* Start Reading text *

Figure 2. Dickdook Leshon Gnebreet, p. 94, held at the Boston Public Library. From Gale. Eighteenth Century Collections Online. © Gale, a part of Cengage Learning, Inc. Reproduced by permission.

The visual poetics of these translations convey their liturgical earnestness. Though largely unintelligible to his Puritan readership, Monis adorns both texts with cantillation marks, indicating how they could be chanted according to traditional Jewish cantorial practice. This choice was no mere whim. In his defense of the Masoretic vowel system, Monis naturally included the Tiberian system of cantorial trope, which could serve both as liturgical notation and, much like any other punctuation system, as an exegetical aid, breaking up the biblical verse into smaller units and thus clarifying grammatical relations within the sentence. Yet biblical trope usually requires at least one accent per word, where Monis often skips over two words or more. The result is a text that, practically speaking, would be extremely difficult to chant. Monis further limits his use of trope to only three accents—munach, etnachta, and sof pasuk—which suggests all the more strongly that he had in mind a simplified punctuation system. Throughout the Lord’s Prayer, munach (a so-called conjunctive accent) functions much as a comma might, linking subordinate and relative clauses to a preceding syntactic unit. Etnachta (a disjunctive accent) serves as Monis’s semicolon, separating one sentence from the next. Sof pasuk, as one might expect, closes the “verse” or larger thematic unit, which may contain several sentences. In the Creed, Monis reduces yet further, using only two accents, munach and sof pasuk, as comma and period, respectively. At a time when both the Masoretic vowel-system and cantorial trope came under attack in Christian biblical scholarship, Monis’s insistence on using both in his Hebrew translations situates him squarely within a Christian Hebraist debate, as though to argue for how very “Jewish” the prayers of early Christianity might have looked.

* End Reading text *
* Start Information shown *

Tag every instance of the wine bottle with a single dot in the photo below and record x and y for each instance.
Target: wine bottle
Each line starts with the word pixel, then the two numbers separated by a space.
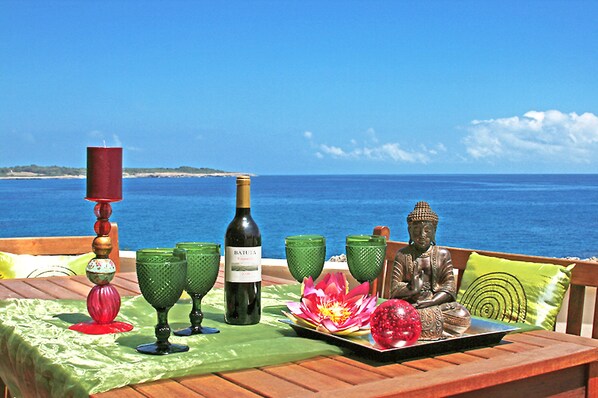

* End Information shown *

Task to complete
Copy the Monis text between "Figure 2. Dickdook" and "Reproduced by permission.", inclusive, changing "Boston Public Library" to "Houghton Library". The listing stands apart from the Monis text.

Answer to the problem
Figure 2. Dickdook Leshon Gnebreet, p. 94, held at the Houghton Library. From Gale. Eighteenth Century Collections Online. © Gale, a part of Cengage Learning, Inc. Reproduced by permission.